■ Exercise prompt ■
From the rows below, pick out every line containing the word "water" and copy each of those lines in full.

______

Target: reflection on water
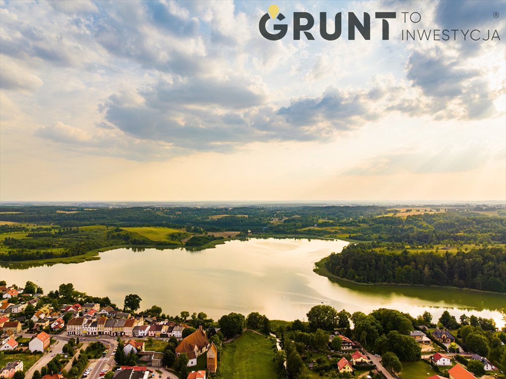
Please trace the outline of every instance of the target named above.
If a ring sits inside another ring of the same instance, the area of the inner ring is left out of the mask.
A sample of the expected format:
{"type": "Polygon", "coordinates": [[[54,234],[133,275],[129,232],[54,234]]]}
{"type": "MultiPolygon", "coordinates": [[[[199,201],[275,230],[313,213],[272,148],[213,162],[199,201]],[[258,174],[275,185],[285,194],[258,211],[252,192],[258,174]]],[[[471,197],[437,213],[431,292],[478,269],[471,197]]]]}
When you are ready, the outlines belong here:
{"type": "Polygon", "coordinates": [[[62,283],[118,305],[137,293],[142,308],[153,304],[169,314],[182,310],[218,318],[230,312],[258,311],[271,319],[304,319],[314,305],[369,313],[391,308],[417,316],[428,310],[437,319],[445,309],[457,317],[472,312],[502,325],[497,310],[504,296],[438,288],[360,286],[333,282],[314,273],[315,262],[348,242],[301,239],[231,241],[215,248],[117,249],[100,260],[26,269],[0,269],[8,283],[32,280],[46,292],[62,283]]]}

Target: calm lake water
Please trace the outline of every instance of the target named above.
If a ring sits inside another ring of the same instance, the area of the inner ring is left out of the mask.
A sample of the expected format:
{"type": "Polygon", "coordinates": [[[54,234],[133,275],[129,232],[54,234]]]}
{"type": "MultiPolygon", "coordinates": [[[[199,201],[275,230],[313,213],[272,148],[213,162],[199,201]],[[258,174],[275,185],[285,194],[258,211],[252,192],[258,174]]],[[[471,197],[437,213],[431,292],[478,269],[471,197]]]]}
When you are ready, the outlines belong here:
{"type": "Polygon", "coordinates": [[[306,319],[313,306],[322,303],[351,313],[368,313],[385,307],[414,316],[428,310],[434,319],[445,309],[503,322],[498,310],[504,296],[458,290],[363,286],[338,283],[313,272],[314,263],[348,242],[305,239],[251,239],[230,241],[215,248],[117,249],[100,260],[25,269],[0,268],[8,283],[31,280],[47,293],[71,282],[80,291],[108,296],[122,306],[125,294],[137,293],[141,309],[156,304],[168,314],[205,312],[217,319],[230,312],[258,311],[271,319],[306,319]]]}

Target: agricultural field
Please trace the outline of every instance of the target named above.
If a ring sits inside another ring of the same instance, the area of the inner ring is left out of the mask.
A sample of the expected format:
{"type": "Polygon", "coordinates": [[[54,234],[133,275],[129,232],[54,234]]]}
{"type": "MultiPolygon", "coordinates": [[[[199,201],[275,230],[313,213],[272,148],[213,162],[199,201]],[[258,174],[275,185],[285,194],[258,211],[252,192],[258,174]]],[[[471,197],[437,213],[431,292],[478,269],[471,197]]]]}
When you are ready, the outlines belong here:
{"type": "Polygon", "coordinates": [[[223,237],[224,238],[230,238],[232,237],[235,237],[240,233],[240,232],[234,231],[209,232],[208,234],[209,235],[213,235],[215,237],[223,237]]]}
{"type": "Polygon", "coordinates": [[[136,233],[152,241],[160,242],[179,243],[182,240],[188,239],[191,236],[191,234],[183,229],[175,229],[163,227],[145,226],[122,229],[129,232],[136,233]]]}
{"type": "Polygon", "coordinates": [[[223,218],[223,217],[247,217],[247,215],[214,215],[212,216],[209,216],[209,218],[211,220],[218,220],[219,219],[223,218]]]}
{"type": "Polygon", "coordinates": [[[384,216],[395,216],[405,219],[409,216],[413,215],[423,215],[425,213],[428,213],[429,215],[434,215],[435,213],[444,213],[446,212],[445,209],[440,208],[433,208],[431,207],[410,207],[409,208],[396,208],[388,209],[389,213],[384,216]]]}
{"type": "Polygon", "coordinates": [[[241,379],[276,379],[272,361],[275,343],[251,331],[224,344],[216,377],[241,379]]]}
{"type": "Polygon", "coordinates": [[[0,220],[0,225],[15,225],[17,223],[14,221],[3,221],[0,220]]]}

______

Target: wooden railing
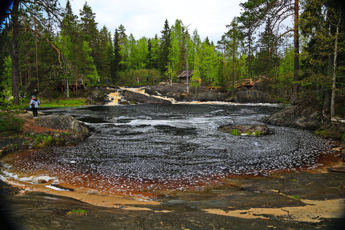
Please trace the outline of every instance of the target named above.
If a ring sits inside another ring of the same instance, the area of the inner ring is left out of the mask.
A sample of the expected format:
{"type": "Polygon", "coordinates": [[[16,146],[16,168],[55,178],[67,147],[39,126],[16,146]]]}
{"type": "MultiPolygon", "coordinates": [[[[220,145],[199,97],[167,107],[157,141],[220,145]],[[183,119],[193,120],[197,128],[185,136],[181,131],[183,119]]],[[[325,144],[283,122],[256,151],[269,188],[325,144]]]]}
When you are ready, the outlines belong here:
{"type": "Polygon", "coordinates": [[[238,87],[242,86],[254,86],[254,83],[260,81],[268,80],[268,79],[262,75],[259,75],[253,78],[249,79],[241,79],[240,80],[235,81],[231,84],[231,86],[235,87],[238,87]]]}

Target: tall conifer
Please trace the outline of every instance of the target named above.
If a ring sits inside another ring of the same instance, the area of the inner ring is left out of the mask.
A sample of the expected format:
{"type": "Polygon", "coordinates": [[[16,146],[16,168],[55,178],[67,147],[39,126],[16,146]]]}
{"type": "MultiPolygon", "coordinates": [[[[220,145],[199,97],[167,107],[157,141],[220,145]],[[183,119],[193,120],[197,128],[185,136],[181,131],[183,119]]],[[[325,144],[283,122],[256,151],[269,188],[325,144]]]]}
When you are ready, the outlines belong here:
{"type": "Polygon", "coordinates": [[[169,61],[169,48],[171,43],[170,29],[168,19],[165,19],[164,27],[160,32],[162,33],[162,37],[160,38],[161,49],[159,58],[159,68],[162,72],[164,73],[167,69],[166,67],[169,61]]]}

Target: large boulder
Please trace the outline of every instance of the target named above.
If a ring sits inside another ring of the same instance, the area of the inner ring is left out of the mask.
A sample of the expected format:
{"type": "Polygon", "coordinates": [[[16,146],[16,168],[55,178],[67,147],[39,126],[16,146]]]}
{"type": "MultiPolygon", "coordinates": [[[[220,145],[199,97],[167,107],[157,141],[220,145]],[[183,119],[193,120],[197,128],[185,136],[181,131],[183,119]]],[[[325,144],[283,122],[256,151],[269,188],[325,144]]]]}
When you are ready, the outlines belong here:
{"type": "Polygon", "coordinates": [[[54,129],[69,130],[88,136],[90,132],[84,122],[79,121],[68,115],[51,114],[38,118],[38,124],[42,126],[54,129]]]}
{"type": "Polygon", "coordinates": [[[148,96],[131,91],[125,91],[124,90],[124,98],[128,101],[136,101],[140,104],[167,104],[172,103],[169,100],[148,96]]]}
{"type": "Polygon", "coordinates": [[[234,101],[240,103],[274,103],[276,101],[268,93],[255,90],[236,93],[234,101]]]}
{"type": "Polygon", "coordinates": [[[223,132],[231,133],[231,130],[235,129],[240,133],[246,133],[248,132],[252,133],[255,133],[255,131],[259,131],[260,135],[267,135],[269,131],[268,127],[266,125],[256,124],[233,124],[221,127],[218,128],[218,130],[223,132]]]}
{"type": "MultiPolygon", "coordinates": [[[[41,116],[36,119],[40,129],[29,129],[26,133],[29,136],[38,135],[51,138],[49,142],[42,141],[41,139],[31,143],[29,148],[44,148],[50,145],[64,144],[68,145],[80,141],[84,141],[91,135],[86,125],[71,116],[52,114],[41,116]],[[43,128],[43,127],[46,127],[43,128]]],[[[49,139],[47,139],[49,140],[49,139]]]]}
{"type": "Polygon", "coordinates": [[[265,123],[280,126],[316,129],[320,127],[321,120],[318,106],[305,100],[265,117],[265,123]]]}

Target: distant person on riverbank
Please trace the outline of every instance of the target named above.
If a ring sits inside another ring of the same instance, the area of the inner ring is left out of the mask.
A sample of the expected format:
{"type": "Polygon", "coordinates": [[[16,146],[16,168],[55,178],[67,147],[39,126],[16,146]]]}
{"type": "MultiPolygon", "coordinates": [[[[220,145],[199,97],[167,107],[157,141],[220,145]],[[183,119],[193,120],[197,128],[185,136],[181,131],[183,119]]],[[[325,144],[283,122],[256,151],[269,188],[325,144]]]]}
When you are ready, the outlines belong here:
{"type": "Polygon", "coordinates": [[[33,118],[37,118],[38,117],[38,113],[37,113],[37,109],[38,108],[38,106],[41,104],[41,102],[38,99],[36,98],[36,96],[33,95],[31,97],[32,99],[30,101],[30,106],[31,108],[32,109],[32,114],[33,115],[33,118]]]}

______

■ Solution to this problem ■
Target: reflection on water
Target: calm lake water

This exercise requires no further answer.